• EXERCISE TEXT:
▼▼▼

Excerpts from the Account of the monetary policy meeting of the Governing Council of the European Central Bank, held in Frankfurt am Main on Wednesday and Thursday, 24-25 January 2018:
The effect on the euro area economy would also depend on the extent and persistence of the exchange rate appreciation. In this context, it was remarked that the euro exchange rate had been subject to pronounced swings in the past and that the rather limited ability of economists to predict future developments in the exchange rate, including the risk of a further euro appreciation, needed to be recognised.
Concerns were also expressed about recent statements in the international arena about exchange rate developments and, more broadly, the overall status of international relations. The importance of adhering to agreed statements on the exchange rate was emphasised, such as that included in the October 2017 communiqué of the 36th meeting of the IMF’s International Monetary and Financial Committee, which stated that excessive volatility or disorderly movements in exchange rates could have adverse implications for economic and financial stability, and that members would refrain from competitive devaluations and would not target their exchange rates for competitive purposes.
Members widely acknowledged the need for steadiness in communication, which entailed re-emphasising confidence in the inflation outlook, while maintaining a policy stance based on the broad spectrum of policy instruments in place and the established sequencing of policy instruments. In this context, it was remarked that communication on monetary policy would continue to develop according to the evolving state of the economy in line with the ECB’s forward guidance, with a view to avoiding abrupt or disorderly adjustments at a later stage. However, changes in communication were generally seen to be premature at this juncture, as inflation developments remained subdued despite the robust pace of economic expansion. Therefore, the Governing Council reiterated its steadfast commitment to its price stability objective and, specifically, to delivering on its promise to secure a sustained return of inflation rates to levels below, but close to, 2%. It was emphasised that monetary policy had to remain patient and persistent, while prudence should be exercised with respect to the Governing Council’s communication.

▲▲▲

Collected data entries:
▼▼▼

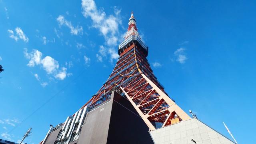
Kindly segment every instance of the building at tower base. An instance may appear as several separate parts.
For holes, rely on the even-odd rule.
[[[152,130],[150,133],[155,144],[235,144],[196,118]]]
[[[109,100],[86,114],[77,139],[73,136],[70,140],[60,140],[62,124],[42,144],[154,144],[148,127],[130,102],[116,91],[111,95]]]

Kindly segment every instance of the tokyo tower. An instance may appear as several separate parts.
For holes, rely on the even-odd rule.
[[[133,12],[128,24],[106,82],[65,122],[51,125],[40,144],[234,144],[168,96],[148,62]]]

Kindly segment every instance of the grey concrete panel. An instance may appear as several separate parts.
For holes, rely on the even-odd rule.
[[[87,113],[78,144],[106,143],[112,103],[110,101]]]
[[[54,144],[58,135],[59,134],[60,131],[62,129],[62,127],[50,133],[50,135],[46,139],[45,144]]]
[[[196,118],[192,118],[151,131],[150,135],[156,144],[234,144]]]

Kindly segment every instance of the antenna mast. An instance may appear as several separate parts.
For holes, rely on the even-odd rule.
[[[32,128],[30,128],[28,129],[28,130],[27,132],[26,133],[26,134],[25,134],[25,135],[23,136],[23,138],[22,138],[22,140],[21,140],[21,142],[20,142],[20,144],[21,144],[21,143],[26,138],[30,136],[31,135],[30,134],[32,133],[32,132],[31,132],[32,130]]]

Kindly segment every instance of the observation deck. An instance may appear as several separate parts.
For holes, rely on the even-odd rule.
[[[127,38],[122,42],[118,46],[118,54],[120,55],[124,49],[125,48],[127,45],[132,42],[136,43],[138,44],[142,52],[144,52],[146,56],[148,56],[148,47],[145,44],[145,43],[140,39],[140,36],[137,35],[131,35],[130,36]]]

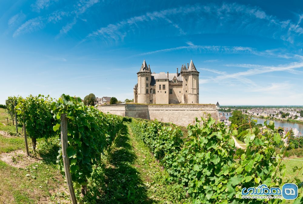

▲▲▲

• EXERCISE TASKS:
A – According to the ECB meeting account, why were changes in communication generally seen as premature?
B – Carry the ECB meeting account forward from its final sentence.

• PER-TASK OUTPUTS:
A – Inflation developments remained subdued despite the robust pace of economic expansion.

B –
Members broadly agreed that any further evolution of the Governing Council’s communication on monetary policy would be gradual and would proceed in line with improvements in the medium-term inflation outlook. Communication would evolve naturally in line with the ECB’s forward guidance should inflation make further progress towards the Governing Council’s inflation aim as set out in the established criteria for a sustained adjustment in the path of inflation. The language pertaining to the monetary policy stance could be revisited early this year as part of the regular reassessment at the forthcoming monetary policy meetings. In this context, some members expressed a preference for dropping the easing bias regarding the APP from the Governing Council’s communication as a tangible reflection of reinforced confidence in a sustained adjustment of the path of inflation. However, it was concluded that such an adjustment was premature and not yet justified by the stronger confidence. It was also recalled – as on previous occasions – that even when net purchases were terminated, the monetary policy stance would remain highly accommodative, as the evolution of inflation would remain conditional on reinvestments continuing for an extended period of time and on policy rates remaining at their present levels well past the end of the ECB’s net asset purchases.